Print everything from "2\. Rust provides" down to "the source code." in the post on Rust's noisy syntax below, keeping every word and mark unchanged.

**EXTRACT**
────────────────
I write a lot of Rust code at work, and I admit that it can sometimes be
pretty noisy. There are several major contributors to this:

1\. Rust offers fine-grained control over pass-by-value, pass-by-reference,
and pass-by-mutable reference. This is great for performance. But it also adds
a lot of "&" and "&mut" and "x.to_owned()" clutter everywhere.

2\. Rust provides support for generics (aka parameterized types). Once again,
this is great for performance, and it also allows better compile-time error
detection. But again, you wind up adding a lot of "<T>" and "where T:" clutter
everywhere.

3\. Usually, Rust can automatically infer lifetimes. But every once in a
while, you want to do something messy, and you end up needing to write out the
lifetimes manually. This is when you end up seeing weird things like "'a". But
in my experience, this is pretty rare unless I'm doing something hairy. And if
I'm doing something hairy, I'm just as happy to have more explicit
documentation in the source code.

Really, the underlying problem here is that (a) Rust fills the same high-
control, high-performance niche as C++, but (b) Rust prefers explicit control
where C++ sometimes offers magic, invisible conversions. (Yes, I declare all
my C++ constructors "explicit" and avoid conversion operators.)

Syntax is a hard problem, and I've struggled to get syntax right for even tiny
languages. But syntax for languages with low-level control is an even harder
problem. At some point, you just need to make a decision and get used to it.

In practice, I really enjoy writing Rust. It's definitely not as simple as
Ruby, Python or Go. But it fills a very different ecological niche, with
finer-grained control over memory representations, and support for generics.
────────────────
**DATA EXTRACT**
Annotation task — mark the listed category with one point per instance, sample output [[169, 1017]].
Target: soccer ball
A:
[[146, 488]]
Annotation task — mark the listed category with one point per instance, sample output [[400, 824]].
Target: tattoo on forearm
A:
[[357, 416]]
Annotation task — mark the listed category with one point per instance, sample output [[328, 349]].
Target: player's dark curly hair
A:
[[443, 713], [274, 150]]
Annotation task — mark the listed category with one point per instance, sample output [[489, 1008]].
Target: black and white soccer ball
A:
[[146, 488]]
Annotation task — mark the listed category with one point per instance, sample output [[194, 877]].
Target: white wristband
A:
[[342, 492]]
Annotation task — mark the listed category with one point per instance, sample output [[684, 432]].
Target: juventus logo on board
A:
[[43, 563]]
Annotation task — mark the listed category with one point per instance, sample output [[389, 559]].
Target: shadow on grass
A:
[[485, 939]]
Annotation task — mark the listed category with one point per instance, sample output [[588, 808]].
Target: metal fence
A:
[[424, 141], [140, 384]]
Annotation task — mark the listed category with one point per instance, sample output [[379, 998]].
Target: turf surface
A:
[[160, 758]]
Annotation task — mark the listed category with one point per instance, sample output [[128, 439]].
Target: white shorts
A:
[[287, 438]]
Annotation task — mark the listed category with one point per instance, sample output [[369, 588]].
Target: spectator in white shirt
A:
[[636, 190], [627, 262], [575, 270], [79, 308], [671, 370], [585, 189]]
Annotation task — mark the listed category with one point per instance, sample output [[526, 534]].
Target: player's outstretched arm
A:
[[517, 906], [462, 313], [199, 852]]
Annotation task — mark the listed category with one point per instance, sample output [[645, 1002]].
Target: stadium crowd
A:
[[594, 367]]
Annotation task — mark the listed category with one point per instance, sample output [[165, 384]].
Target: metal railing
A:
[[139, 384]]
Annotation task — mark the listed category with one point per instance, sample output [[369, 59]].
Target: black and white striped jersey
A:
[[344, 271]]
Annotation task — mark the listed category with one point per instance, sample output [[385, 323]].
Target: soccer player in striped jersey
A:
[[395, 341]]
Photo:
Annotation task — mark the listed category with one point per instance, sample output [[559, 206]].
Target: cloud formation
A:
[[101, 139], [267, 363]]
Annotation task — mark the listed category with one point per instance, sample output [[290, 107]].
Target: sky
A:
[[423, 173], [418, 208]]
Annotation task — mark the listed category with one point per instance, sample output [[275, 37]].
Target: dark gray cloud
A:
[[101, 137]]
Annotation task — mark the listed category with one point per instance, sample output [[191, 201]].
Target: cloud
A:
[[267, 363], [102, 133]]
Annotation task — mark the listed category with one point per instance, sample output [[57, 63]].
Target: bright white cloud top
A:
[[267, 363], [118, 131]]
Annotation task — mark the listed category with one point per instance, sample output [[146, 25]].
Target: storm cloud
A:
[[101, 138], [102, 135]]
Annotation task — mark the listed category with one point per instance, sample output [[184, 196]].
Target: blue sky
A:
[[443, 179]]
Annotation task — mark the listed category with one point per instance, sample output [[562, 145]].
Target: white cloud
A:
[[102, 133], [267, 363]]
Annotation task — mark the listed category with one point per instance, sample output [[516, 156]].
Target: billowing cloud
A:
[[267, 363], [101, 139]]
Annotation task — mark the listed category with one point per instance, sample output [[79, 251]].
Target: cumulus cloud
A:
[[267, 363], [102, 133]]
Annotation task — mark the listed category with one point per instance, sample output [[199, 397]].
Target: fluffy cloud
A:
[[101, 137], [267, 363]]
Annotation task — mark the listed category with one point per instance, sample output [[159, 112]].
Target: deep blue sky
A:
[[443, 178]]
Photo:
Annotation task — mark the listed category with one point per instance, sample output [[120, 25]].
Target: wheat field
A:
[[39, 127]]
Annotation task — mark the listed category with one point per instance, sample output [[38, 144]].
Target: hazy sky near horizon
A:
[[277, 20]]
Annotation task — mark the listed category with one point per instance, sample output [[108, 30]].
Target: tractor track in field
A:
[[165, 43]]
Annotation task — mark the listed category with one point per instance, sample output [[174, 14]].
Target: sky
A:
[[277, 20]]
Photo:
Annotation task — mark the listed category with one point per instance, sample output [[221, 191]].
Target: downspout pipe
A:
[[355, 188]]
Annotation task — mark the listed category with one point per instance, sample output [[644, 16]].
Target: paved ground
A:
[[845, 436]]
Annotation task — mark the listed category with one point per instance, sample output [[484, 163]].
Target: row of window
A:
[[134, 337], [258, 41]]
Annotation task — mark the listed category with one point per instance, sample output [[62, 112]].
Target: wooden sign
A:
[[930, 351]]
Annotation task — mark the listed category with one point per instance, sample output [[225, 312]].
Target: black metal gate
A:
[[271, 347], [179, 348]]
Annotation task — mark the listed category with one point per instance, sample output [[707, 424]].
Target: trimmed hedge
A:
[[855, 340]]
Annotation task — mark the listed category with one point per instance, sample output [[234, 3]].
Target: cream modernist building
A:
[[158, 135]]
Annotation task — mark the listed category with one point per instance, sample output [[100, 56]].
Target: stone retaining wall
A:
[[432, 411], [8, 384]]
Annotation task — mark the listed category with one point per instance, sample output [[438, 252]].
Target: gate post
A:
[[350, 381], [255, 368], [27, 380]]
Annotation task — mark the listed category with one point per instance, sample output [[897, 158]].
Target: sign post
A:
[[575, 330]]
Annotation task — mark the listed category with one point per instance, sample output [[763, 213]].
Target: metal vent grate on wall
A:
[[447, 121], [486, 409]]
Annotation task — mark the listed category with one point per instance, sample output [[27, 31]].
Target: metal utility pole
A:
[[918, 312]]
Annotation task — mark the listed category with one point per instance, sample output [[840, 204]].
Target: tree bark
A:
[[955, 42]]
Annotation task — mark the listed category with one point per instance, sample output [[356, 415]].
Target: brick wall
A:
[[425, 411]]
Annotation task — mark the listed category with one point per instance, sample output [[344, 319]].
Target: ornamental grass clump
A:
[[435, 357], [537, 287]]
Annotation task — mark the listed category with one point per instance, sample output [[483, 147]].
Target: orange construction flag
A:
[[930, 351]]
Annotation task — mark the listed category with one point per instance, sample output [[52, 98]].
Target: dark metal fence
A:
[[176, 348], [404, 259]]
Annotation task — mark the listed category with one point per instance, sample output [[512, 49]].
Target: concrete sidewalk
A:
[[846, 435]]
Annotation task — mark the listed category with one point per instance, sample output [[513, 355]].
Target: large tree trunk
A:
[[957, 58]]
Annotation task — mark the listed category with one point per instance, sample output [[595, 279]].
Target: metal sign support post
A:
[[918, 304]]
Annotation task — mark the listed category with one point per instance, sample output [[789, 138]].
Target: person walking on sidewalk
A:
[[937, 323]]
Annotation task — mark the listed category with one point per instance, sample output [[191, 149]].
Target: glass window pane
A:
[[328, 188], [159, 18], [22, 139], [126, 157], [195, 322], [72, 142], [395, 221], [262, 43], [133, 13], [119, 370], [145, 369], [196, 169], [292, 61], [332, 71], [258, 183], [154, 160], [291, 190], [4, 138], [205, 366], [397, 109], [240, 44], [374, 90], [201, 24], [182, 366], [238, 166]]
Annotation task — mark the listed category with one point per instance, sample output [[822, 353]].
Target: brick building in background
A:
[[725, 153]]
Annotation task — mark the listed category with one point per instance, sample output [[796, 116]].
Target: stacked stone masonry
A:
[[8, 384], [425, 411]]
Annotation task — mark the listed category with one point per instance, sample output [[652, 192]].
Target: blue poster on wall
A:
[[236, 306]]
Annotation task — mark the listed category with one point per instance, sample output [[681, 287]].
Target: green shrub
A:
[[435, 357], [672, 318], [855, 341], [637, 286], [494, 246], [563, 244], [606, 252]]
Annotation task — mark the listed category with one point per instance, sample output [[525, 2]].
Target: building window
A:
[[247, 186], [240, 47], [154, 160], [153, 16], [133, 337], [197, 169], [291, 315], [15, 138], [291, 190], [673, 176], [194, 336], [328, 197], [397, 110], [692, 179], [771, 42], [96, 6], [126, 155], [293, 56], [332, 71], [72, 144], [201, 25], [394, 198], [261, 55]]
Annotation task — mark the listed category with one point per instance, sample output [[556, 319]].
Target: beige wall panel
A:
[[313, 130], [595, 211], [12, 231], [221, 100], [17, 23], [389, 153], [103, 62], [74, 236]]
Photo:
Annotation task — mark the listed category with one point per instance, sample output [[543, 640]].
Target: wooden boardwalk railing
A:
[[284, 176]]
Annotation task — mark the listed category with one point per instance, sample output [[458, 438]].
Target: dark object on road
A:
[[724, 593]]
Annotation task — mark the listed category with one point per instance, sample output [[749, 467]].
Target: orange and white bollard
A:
────────────────
**ANSWER BELOW**
2\. Rust provides support for generics (aka parameterized types). Once again,
this is great for performance, and it also allows better compile-time error
detection. But again, you wind up adding a lot of "<T>" and "where T:" clutter
everywhere.

3\. Usually, Rust can automatically infer lifetimes. But every once in a
while, you want to do something messy, and you end up needing to write out the
lifetimes manually. This is when you end up seeing weird things like "'a". But
in my experience, this is pretty rare unless I'm doing something hairy. And if
I'm doing something hairy, I'm just as happy to have more explicit
documentation in the source code.